Pull out all of the items below and copy every line word for word, changing nothing.

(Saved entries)
================
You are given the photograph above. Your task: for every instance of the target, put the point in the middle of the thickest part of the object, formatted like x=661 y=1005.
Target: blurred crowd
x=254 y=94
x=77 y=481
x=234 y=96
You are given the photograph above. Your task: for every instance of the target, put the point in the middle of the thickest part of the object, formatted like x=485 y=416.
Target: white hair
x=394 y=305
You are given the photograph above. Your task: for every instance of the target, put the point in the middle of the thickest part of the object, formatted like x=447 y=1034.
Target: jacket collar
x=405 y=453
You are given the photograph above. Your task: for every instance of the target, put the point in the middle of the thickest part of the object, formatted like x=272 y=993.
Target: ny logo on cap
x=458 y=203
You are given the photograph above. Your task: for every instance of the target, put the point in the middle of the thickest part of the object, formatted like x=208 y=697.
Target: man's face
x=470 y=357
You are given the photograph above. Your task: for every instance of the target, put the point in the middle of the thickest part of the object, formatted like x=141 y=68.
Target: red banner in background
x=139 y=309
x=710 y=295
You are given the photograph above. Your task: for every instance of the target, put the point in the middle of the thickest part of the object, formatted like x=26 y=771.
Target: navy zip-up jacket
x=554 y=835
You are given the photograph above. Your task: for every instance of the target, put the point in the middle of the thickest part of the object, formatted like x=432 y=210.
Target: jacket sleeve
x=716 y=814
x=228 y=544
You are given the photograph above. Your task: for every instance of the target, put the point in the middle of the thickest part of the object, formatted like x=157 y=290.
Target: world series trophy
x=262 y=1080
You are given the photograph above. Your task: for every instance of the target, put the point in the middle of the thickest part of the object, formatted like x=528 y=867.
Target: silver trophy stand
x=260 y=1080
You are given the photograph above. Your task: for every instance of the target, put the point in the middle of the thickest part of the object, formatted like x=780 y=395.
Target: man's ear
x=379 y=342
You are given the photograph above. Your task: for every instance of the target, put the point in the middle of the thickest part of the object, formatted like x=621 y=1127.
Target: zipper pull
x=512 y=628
================
▶ **Exercise response**
You are given the photograph above. Your task: for every instance of the target, put the point in the middle of the thickest part of the object, formatted like x=661 y=1005.
Target: blurred crowd
x=254 y=94
x=77 y=481
x=234 y=96
You are given the photograph above. Your task: for every instance of the target, put the point in the middle of the thickest part of the object, formatted like x=485 y=416.
Target: white hair
x=394 y=305
You are given the photograph above. Your task: for every instance of the target, put the point in the middle of the thickest part of the object, formatted like x=447 y=1034.
Target: jacket collar
x=405 y=453
You are given the photograph above. Your task: for every instance of the target, put the point in the middle of the thickest part of the object, formatted like x=272 y=993.
Target: ny logo on cap
x=458 y=203
You are given the photograph above. Your task: for every instance of the target, put the point in the middle of the thickest part of the object, formatted like x=208 y=697.
Target: man's face
x=470 y=357
You are given the photograph above. Your task: for every instance of the target, put the point in the middle of the thickest part of the object, formatted like x=141 y=68.
Target: red banner in background
x=139 y=309
x=710 y=295
You are given the photograph above. Your task: for every instance of the target, put the point in the middle of the thickest part of the object, formatted like x=26 y=771.
Target: navy zip-up jacket
x=554 y=835
You are given the photograph above. Your task: for every instance of the target, put the point in the middle of the thickest part of the object, formatted like x=432 y=210.
Target: jacket sleeve
x=716 y=814
x=228 y=544
You are given the photograph above. Your task: for every instance of the target, put the point in the middle of the thickest part of the object, formatted like x=157 y=290.
Target: world series trophy
x=262 y=1080
You are given the photograph above. Your task: for every instance of the target, put the point in the middle of the thickest part of the object, formatted like x=528 y=867.
Target: silver trophy stand
x=260 y=1080
You are given the photograph above. Your task: for every instance of the target, put the point in the middle of the thickest part of the object, formatted like x=780 y=395.
Target: man's ear
x=379 y=342
You are given the photograph above. Your task: for every instance of the target, put the point in the middle of the thickest part of the object, formatted like x=621 y=1127.
Target: zipper pull
x=512 y=628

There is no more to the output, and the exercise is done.